What the exercise asks
Please copy all the lines that follow, word for word.

Point placement records:
•••••

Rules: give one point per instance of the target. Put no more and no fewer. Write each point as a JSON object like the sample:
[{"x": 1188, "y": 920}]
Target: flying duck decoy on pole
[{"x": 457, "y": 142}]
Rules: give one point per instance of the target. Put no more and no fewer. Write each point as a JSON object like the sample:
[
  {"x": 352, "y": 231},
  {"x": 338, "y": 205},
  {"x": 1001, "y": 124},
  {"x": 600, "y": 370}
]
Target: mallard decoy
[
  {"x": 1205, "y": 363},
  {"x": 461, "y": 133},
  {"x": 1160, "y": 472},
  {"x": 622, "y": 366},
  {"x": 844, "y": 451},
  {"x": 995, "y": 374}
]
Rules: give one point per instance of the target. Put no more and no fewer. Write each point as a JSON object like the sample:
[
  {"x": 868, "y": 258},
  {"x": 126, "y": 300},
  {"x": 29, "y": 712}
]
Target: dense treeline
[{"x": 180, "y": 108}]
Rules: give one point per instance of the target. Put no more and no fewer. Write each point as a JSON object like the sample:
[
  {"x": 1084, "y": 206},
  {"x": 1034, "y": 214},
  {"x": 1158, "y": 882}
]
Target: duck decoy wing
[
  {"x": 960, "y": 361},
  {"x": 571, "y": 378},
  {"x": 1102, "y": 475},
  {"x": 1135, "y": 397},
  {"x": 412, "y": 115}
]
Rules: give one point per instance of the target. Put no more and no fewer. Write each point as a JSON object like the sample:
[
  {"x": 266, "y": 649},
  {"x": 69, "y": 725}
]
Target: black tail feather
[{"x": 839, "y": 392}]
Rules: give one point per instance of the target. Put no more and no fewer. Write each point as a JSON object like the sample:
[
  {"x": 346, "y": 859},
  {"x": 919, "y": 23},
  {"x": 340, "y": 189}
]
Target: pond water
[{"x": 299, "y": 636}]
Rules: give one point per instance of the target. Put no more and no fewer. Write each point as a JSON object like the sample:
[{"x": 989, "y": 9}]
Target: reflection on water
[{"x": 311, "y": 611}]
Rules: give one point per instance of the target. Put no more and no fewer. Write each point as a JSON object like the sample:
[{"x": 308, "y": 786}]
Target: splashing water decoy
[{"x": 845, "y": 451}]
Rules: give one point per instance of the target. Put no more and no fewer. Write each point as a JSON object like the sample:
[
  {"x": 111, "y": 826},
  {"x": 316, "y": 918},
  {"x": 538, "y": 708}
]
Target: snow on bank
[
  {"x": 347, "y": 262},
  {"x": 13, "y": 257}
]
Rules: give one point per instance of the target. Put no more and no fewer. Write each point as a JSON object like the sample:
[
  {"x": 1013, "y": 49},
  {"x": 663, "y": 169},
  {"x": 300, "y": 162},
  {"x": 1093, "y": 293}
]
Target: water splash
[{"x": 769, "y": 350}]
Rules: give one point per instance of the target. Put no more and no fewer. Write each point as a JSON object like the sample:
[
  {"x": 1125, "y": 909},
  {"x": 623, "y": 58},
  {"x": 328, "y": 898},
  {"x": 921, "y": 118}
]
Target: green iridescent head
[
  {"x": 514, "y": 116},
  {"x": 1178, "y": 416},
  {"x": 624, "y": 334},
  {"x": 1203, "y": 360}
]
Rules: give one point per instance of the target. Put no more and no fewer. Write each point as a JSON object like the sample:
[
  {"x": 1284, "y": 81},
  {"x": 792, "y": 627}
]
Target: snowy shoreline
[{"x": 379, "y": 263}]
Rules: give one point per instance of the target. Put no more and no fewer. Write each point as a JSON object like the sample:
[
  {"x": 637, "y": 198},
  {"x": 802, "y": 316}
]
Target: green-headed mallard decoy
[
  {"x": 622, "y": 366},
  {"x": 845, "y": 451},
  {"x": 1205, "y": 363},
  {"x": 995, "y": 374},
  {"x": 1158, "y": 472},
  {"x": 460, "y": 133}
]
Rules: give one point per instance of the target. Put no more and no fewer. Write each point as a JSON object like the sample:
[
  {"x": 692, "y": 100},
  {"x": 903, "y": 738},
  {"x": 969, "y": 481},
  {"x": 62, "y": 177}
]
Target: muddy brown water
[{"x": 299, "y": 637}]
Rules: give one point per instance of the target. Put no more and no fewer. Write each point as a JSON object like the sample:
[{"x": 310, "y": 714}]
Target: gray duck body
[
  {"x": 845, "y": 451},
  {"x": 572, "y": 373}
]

•••••

Worked solution
Rules: give one point per instance of the target. Put no more and no fewer. Write each point as a JSON object like the sample:
[{"x": 1188, "y": 920}]
Target: flying duck decoy on pole
[{"x": 457, "y": 142}]
Rules: give one point per instance of the target. Put no more and no fewer. Write each point as a JSON object like the sample:
[
  {"x": 352, "y": 231},
  {"x": 338, "y": 205},
  {"x": 1001, "y": 124},
  {"x": 600, "y": 370}
]
Target: mallard decoy
[
  {"x": 1205, "y": 363},
  {"x": 461, "y": 133},
  {"x": 1160, "y": 472},
  {"x": 622, "y": 366},
  {"x": 844, "y": 451},
  {"x": 995, "y": 374}
]
Rules: give one point per instance of the target. Put no more and no fewer. Write each point as a JSON object like the sample:
[
  {"x": 868, "y": 258},
  {"x": 126, "y": 300},
  {"x": 29, "y": 712}
]
Target: dense treeline
[{"x": 180, "y": 108}]
Rules: give one point per instance of the target. Put no more and no fewer. Write each point as a JSON object like the sample:
[
  {"x": 1084, "y": 206},
  {"x": 1034, "y": 214},
  {"x": 1158, "y": 882}
]
Target: duck decoy wing
[
  {"x": 960, "y": 361},
  {"x": 571, "y": 378},
  {"x": 1102, "y": 475},
  {"x": 1135, "y": 397},
  {"x": 412, "y": 115}
]
Rules: give one point per instance of the target. Put no more and no fewer. Write each point as a JSON object like the sample:
[
  {"x": 266, "y": 649},
  {"x": 69, "y": 725}
]
Target: black tail feather
[{"x": 839, "y": 392}]
Rules: give one point per instance of the target. Put no more and no fewer. Write each point as a JSON object like the sample:
[
  {"x": 346, "y": 859},
  {"x": 919, "y": 23},
  {"x": 340, "y": 189}
]
Target: pond water
[{"x": 299, "y": 636}]
Rules: give one point per instance of the target. Put no more and no fewer. Write each point as a JSON object like the sample:
[{"x": 989, "y": 9}]
Target: reflection on water
[{"x": 311, "y": 611}]
Rules: give one point per instance of the target. Put no more and no fewer. Write each point as a JSON object like the sample:
[{"x": 308, "y": 786}]
Target: splashing water decoy
[{"x": 845, "y": 451}]
Rules: give one point per instance of the target. Put no more and no fewer. Write each point as a JSON object like the sample:
[
  {"x": 111, "y": 826},
  {"x": 316, "y": 918},
  {"x": 538, "y": 708}
]
Target: snow on bank
[
  {"x": 347, "y": 262},
  {"x": 13, "y": 257}
]
Rules: give one point per instance of the target. Put no more and no fewer. Write each point as a JSON object like the sample:
[
  {"x": 1013, "y": 49},
  {"x": 663, "y": 169},
  {"x": 300, "y": 162},
  {"x": 1093, "y": 293}
]
Target: water splash
[{"x": 769, "y": 350}]
Rules: give one point per instance of the target. Put no more and no fewer. Write each point as a JSON object like the sample:
[
  {"x": 1125, "y": 909},
  {"x": 623, "y": 58},
  {"x": 328, "y": 898},
  {"x": 921, "y": 118}
]
Target: green iridescent head
[
  {"x": 514, "y": 116},
  {"x": 1178, "y": 416},
  {"x": 624, "y": 334},
  {"x": 1203, "y": 360}
]
Rules: give one point per instance of the target. Put no more and no fewer. Write each point as a JSON object like the sample:
[
  {"x": 1284, "y": 81},
  {"x": 792, "y": 627}
]
Target: snowy shoreline
[{"x": 379, "y": 263}]
Rules: give one point per instance of the target. Put no more and no fewer. Write each point as a JSON object like the sample:
[
  {"x": 637, "y": 198},
  {"x": 802, "y": 316}
]
Target: green-headed mallard decoy
[
  {"x": 622, "y": 366},
  {"x": 845, "y": 451},
  {"x": 1205, "y": 363},
  {"x": 995, "y": 374},
  {"x": 1158, "y": 472},
  {"x": 460, "y": 133}
]
Rules: give one point per instance of the target. Put no more and no fewer. Write each point as a JSON object like the sample:
[
  {"x": 692, "y": 100},
  {"x": 903, "y": 738},
  {"x": 969, "y": 481},
  {"x": 62, "y": 177}
]
Target: muddy brown water
[{"x": 299, "y": 637}]
Rules: give one point per instance of the target. Put no more and no fewer. Write each point as a JSON object like the sample:
[{"x": 310, "y": 714}]
Target: gray duck body
[
  {"x": 845, "y": 451},
  {"x": 572, "y": 373}
]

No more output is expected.